Spatial annotation records
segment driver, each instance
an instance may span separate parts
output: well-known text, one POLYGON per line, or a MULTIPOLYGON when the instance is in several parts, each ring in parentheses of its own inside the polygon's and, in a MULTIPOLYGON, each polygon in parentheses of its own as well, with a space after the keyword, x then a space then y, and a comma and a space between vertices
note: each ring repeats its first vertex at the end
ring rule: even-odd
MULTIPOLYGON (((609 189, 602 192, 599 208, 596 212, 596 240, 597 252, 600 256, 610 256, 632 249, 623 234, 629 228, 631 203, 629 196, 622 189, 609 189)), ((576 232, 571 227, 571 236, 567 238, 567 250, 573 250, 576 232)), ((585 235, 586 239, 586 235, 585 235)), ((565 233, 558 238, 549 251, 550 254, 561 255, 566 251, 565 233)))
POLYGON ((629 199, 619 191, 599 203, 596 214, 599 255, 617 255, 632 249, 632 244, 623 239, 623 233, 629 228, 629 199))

==

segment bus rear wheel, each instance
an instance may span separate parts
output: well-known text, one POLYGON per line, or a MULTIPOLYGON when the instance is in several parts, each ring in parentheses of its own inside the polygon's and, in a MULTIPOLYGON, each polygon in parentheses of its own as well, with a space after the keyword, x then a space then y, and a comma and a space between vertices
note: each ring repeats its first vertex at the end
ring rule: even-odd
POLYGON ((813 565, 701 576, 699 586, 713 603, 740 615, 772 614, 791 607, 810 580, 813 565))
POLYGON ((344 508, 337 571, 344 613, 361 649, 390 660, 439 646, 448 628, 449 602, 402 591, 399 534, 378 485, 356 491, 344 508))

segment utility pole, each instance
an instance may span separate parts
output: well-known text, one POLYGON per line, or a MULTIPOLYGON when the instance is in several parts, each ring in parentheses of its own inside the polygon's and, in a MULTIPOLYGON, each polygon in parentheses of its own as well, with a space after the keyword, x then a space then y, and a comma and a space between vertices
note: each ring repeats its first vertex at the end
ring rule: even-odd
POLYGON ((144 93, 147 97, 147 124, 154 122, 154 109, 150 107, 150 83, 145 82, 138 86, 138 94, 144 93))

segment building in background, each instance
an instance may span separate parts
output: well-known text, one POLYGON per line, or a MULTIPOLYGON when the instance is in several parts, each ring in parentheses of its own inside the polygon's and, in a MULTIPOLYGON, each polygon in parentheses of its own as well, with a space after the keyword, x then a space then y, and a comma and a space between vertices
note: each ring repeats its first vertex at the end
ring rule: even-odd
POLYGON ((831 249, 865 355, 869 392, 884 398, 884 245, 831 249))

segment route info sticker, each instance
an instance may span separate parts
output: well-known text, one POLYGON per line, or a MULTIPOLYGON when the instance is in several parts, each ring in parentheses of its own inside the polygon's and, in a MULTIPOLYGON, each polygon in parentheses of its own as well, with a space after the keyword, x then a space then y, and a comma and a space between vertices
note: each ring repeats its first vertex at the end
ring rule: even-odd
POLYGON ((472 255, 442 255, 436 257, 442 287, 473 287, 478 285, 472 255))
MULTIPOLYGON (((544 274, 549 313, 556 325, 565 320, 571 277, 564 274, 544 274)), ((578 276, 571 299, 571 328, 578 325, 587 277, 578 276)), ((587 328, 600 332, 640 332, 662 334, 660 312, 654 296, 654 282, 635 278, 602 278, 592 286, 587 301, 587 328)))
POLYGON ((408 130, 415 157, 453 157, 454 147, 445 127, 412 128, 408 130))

---

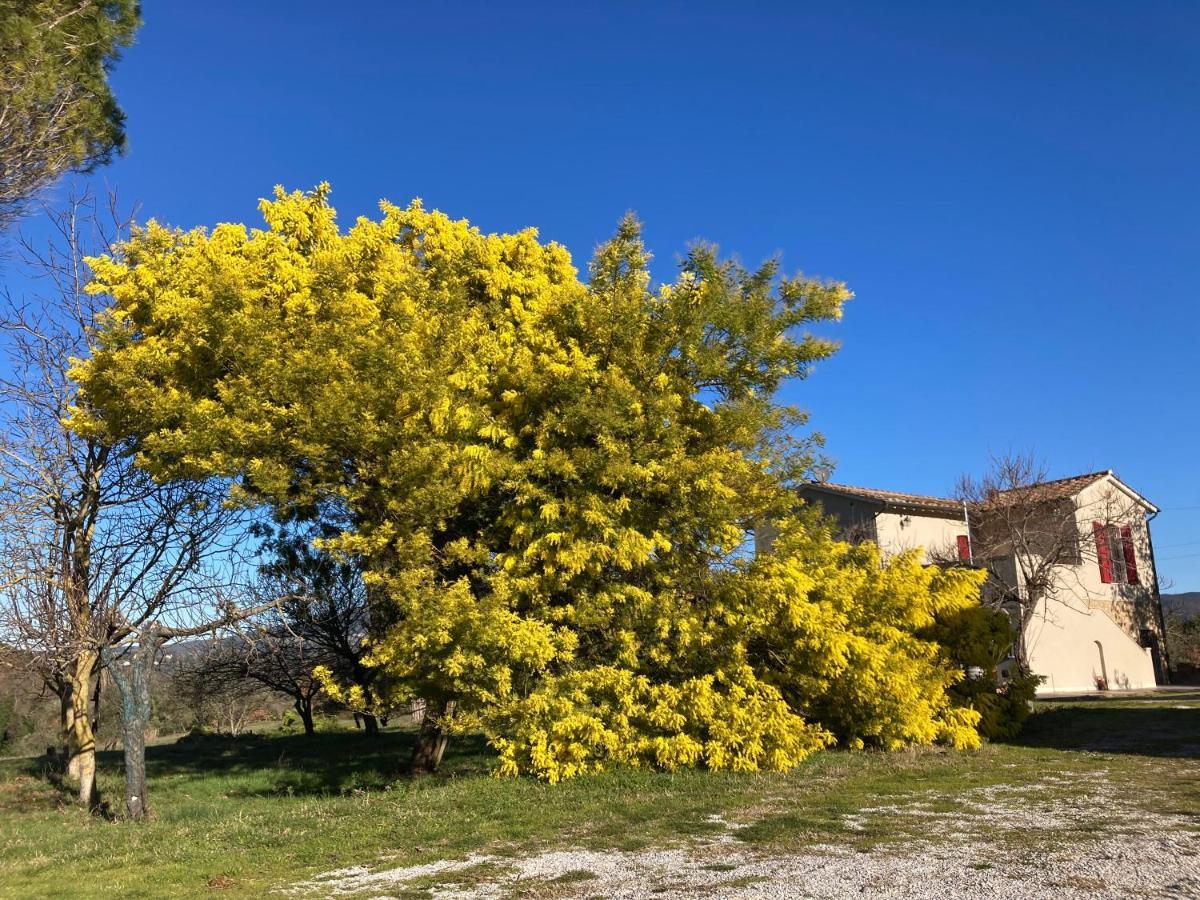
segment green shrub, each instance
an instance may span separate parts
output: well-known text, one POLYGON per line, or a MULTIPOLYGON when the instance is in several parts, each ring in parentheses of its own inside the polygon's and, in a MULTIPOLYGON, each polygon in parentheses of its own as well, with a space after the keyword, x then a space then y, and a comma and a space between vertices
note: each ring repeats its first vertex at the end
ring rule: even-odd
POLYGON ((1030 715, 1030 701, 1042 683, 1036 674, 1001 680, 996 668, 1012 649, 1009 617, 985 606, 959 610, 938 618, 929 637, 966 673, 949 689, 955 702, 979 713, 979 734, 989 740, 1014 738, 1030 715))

▸ Do this
Lay out the data from the line containing "segment driver, each instance" through the line containing "POLYGON ((629 199, 619", both included, as a Markdown table with the columns "Number" and "Entry". Skip blank lines.

▸ Complete output
| Number | Entry |
|---|---|
| 1 | segment driver, each instance |
| 2 | an instance may span separate parts |
| 3 | output: well-known text, one POLYGON per line, or a MULTIPOLYGON when the instance is in several parts, each ring in parentheses of its own inside the polygon's and, in a MULTIPOLYGON, each polygon in parentheses of its own as well, with a space after the keyword, x then a space then y, and a comma and a space between vertices |
| 4 | note: each ring repeats its first vertex at the end |
| 5 | ring rule: even-odd |
| 6 | MULTIPOLYGON (((609 189, 602 192, 599 208, 596 212, 596 240, 597 252, 600 256, 610 256, 632 249, 623 234, 629 228, 631 203, 629 196, 622 189, 609 189)), ((576 232, 571 227, 571 236, 567 238, 567 250, 573 250, 576 232)), ((585 235, 586 239, 586 235, 585 235)), ((565 233, 558 238, 549 251, 550 254, 561 255, 566 251, 565 233))) |
| 7 | POLYGON ((629 199, 619 191, 599 203, 596 214, 599 255, 617 255, 632 249, 632 244, 623 239, 623 233, 629 228, 629 199)) |